Exercise.
Repeat the listing in full, preserving every character.

Pointing and labeling entries
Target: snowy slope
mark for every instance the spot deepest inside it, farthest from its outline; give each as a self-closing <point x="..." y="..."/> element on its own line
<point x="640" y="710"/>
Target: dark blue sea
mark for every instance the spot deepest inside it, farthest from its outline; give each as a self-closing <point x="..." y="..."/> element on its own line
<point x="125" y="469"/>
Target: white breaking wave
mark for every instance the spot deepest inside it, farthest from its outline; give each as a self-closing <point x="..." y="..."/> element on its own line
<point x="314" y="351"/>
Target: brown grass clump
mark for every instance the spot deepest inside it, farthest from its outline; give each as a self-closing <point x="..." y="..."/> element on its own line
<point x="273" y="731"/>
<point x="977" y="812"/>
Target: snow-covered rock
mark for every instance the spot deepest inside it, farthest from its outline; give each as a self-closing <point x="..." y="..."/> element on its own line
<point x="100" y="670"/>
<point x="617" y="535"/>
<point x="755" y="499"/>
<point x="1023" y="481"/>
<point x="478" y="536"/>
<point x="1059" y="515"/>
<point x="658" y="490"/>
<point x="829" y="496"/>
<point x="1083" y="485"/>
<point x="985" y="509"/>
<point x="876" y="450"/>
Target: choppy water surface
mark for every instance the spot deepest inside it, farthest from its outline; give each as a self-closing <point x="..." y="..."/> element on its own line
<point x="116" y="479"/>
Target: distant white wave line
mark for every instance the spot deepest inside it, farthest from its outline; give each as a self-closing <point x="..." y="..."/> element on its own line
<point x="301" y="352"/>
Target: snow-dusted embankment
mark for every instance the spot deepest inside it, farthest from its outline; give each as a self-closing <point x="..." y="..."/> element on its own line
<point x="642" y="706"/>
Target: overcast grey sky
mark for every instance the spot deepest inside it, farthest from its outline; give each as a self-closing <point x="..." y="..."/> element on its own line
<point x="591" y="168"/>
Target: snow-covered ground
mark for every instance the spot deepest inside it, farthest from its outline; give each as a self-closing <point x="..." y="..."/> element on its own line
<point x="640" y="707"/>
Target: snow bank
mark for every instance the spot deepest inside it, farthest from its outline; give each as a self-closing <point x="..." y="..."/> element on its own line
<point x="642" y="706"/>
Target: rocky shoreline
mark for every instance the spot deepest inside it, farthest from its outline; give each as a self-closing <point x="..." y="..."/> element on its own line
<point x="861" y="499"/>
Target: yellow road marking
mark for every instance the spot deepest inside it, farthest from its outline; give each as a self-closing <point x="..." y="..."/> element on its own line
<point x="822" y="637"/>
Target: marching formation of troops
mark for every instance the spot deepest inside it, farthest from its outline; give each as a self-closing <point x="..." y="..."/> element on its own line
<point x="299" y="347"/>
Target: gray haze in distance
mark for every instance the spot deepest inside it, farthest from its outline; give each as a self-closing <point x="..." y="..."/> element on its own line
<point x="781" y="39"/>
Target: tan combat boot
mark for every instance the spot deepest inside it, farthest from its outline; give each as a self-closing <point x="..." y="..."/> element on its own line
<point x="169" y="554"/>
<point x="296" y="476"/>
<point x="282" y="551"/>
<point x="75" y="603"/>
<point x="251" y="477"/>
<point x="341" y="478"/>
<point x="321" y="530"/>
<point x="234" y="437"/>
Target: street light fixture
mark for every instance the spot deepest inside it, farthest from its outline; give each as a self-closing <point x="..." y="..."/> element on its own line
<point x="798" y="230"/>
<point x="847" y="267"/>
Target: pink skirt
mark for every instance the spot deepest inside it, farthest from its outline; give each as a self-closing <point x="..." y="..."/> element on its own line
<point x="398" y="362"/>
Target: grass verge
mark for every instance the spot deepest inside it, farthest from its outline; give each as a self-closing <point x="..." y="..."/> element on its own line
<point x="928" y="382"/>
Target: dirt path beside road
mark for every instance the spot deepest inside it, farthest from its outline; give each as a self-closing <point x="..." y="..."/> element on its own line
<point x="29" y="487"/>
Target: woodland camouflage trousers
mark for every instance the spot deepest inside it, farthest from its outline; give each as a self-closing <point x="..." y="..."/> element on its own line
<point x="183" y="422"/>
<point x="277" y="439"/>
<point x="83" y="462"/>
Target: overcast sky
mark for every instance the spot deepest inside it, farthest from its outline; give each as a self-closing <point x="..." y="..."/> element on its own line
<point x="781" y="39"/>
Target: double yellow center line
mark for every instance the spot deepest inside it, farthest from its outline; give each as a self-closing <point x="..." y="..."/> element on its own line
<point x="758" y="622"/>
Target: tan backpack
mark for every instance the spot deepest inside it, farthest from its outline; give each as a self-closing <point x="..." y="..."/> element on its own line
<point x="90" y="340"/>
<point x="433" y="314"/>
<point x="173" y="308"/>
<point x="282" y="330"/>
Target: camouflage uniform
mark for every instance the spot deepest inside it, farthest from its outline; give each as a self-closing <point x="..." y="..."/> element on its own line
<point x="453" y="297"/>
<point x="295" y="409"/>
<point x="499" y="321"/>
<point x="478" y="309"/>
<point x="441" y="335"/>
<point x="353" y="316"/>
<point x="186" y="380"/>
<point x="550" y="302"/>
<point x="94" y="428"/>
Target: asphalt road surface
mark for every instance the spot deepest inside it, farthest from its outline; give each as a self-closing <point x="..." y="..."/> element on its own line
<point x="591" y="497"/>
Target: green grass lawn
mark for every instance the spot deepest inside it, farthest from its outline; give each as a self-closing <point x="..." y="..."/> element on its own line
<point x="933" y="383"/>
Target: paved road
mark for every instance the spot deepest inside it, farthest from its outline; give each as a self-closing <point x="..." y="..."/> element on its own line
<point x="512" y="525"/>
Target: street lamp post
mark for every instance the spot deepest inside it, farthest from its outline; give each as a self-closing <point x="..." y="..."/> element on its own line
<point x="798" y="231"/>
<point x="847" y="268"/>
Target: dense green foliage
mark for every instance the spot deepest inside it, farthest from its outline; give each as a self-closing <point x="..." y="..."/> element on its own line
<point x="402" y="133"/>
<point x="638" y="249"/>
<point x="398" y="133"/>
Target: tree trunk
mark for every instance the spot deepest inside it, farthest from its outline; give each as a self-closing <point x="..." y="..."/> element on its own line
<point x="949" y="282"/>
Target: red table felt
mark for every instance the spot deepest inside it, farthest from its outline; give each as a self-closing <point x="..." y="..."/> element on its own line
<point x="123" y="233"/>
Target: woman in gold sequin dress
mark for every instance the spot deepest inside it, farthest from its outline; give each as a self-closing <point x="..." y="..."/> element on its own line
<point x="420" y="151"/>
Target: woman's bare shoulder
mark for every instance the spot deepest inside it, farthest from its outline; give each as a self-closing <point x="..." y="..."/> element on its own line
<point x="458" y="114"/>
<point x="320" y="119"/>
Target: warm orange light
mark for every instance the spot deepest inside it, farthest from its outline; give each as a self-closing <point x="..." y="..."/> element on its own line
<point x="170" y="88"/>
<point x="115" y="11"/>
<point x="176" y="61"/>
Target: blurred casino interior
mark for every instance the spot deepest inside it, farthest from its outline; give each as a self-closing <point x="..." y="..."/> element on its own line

Exercise answer.
Target: snowy slope
mark for every instance the spot deepest inside it, farthest from its outline; give each as a self-closing <point x="..." y="..."/> element on its own line
<point x="640" y="710"/>
Target: dark blue sea
mark for every instance the spot deepest inside it, farthest from its outline; give each as a self-closing <point x="..." y="..."/> element on its own line
<point x="125" y="469"/>
Target: white breaking wave
mark for every instance the spot deepest inside it, farthest from its outline; give each as a self-closing <point x="..." y="..."/> element on its own line
<point x="314" y="351"/>
Target: brown grass clump
mark for every instance the spot deepest inside it, farthest from its outline; give each as a self-closing <point x="..." y="..."/> element on its own line
<point x="273" y="731"/>
<point x="977" y="812"/>
Target: snow-covered rock
mark for every instance the spot deepest inside it, farthest from its outline; give each as a self-closing <point x="..." y="..."/> element on its own line
<point x="100" y="670"/>
<point x="617" y="535"/>
<point x="755" y="499"/>
<point x="1023" y="481"/>
<point x="478" y="536"/>
<point x="1059" y="515"/>
<point x="658" y="490"/>
<point x="829" y="496"/>
<point x="1083" y="485"/>
<point x="985" y="509"/>
<point x="876" y="450"/>
Target: choppy water surface
mark for every instance the spot deepest inside it, farthest from its outline; give each as a self-closing <point x="..." y="..."/> element on its own line
<point x="116" y="479"/>
Target: distant white wave line
mark for every instance the spot deepest inside it, farthest from its outline; give each as a self-closing <point x="..." y="..."/> element on its own line
<point x="301" y="352"/>
Target: snow-dusted embankment
mark for every instance the spot deepest inside it, farthest from its outline; give each as a self-closing <point x="..." y="..."/> element on its own line
<point x="642" y="706"/>
Target: overcast grey sky
mark for every instance the spot deepest inside it, farthest from its outline; give each as a self-closing <point x="..." y="..."/> element on its own line
<point x="591" y="168"/>
Target: snow-covered ground
mark for every instance the spot deepest inside it, farthest from its outline; give each as a self-closing <point x="..." y="..."/> element on its own line
<point x="640" y="707"/>
Target: snow bank
mark for every instance the spot deepest inside it, farthest from its outline; give each as a self-closing <point x="..." y="..."/> element on its own line
<point x="642" y="706"/>
Target: rocky shoreline
mark for every instance the spot deepest inside it, farthest from its outline; give each as a self-closing <point x="..." y="..."/> element on its own line
<point x="861" y="499"/>
Target: yellow road marking
mark for every instance the spot deepest inside it, farthest from its outline; give each as a self-closing <point x="..." y="..."/> element on its own line
<point x="822" y="637"/>
Target: marching formation of troops
mark for every instance the spot deepest inside it, farthest from its outline; give each as a self-closing <point x="..." y="..."/> element on its own line
<point x="299" y="347"/>
Target: gray haze in distance
mark for every instance the spot deepest inside it, farthest from its outline; give each as a self-closing <point x="..." y="..."/> element on its own line
<point x="781" y="39"/>
Target: tan combat boot
mark for every instance the spot deepest inside it, farthest from its outline; give each as a self-closing <point x="..." y="..."/> element on its own line
<point x="169" y="554"/>
<point x="296" y="476"/>
<point x="282" y="551"/>
<point x="75" y="603"/>
<point x="251" y="477"/>
<point x="341" y="478"/>
<point x="321" y="530"/>
<point x="234" y="437"/>
Target: street light fixture
mark for every instance the spot deepest inside it, farthest from its outline; give each as a self-closing <point x="..." y="..."/> element on its own line
<point x="798" y="230"/>
<point x="847" y="267"/>
Target: pink skirt
mark for every instance the spot deepest inside it, farthest from its outline; give each as a self-closing <point x="..." y="..."/> element on its own line
<point x="398" y="362"/>
Target: grass verge
mark for every instance the spot deepest inside it, farthest from its outline; give each as a self-closing <point x="..." y="..."/> element on its own line
<point x="928" y="382"/>
Target: dirt path beside road
mark for every instance the spot deepest inside it, farthest from its outline; give each as a self-closing <point x="..." y="..."/> element on its own line
<point x="29" y="487"/>
Target: woodland camouflage trousers
mark for every instance the spot deepest inside it, farthest from its outline; give each as a self-closing <point x="..." y="..."/> element on its own line
<point x="183" y="422"/>
<point x="277" y="439"/>
<point x="83" y="462"/>
Target: overcast sky
mark for every instance the spot deepest inside it, farthest from its outline; give each as a self-closing <point x="..." y="..."/> element on its own line
<point x="781" y="39"/>
Target: double yellow center line
mark for every instance the spot deepest inside it, farthest from its outline; give each as a self-closing <point x="..." y="..."/> element on its own line
<point x="758" y="622"/>
Target: tan backpack
mark for every instance the spot deepest inside it, farthest from its outline; give each as a self-closing <point x="..." y="..."/> element on its own line
<point x="90" y="340"/>
<point x="433" y="314"/>
<point x="173" y="308"/>
<point x="282" y="330"/>
Target: camouflage uniform
mark for every instance the spot deepest inside it, farthest from its outline; give each as a self-closing <point x="..." y="..."/> element on its own line
<point x="453" y="297"/>
<point x="295" y="409"/>
<point x="499" y="321"/>
<point x="478" y="309"/>
<point x="441" y="335"/>
<point x="353" y="316"/>
<point x="186" y="380"/>
<point x="550" y="302"/>
<point x="94" y="428"/>
Target: asphalt road surface
mark for every instance the spot deepest inside it, farthest from its outline; give each as a self-closing <point x="..." y="..."/> element on its own line
<point x="591" y="497"/>
Target: green grass lawn
mark for every instance the spot deepest inside it, farthest from its outline; give each as a self-closing <point x="..." y="..."/> element on its own line
<point x="933" y="383"/>
Target: paved road
mark for every instance the spot deepest inside it, farthest from its outline; give each as a self-closing <point x="..." y="..."/> element on its own line
<point x="512" y="525"/>
Target: street lamp post
mark for every instance the spot deepest inside it, farthest from its outline; give each as a self-closing <point x="..." y="..."/> element on its own line
<point x="798" y="231"/>
<point x="847" y="268"/>
Target: dense green foliage
mark for every instance the spot deepest inside it, farthest from its outline; give each as a self-closing <point x="..." y="..."/> element on its own line
<point x="402" y="133"/>
<point x="638" y="249"/>
<point x="398" y="133"/>
Target: tree trunk
mark for every instance the spot deepest inside it, farthest from its outline; give each as a self-closing <point x="..." y="..."/> element on its own line
<point x="949" y="282"/>
Target: red table felt
mark for every instance the spot deepest inside it, farthest from its outline; give each as a self-closing <point x="..." y="..."/> element on its own line
<point x="123" y="233"/>
Target: woman in gold sequin dress
mark for every instance the spot deepest inside it, farthest from its outline; give each as a self-closing <point x="..." y="..."/> element on its own line
<point x="420" y="151"/>
Target: woman's bare shoulder
mark for every instance the spot deepest inside it, farthest from its outline; give each as a self-closing <point x="..." y="..."/> element on its own line
<point x="458" y="114"/>
<point x="320" y="119"/>
Target: warm orange light
mark for every instance the spot deepest inside it, farthest from its outline; give each as a self-closing <point x="..." y="..."/> element on its own line
<point x="170" y="88"/>
<point x="115" y="11"/>
<point x="176" y="61"/>
Target: blurred casino interior
mark for every instance the spot deepest inside it, farthest from its outline; give each as a self-closing <point x="..." y="..."/> element on its own line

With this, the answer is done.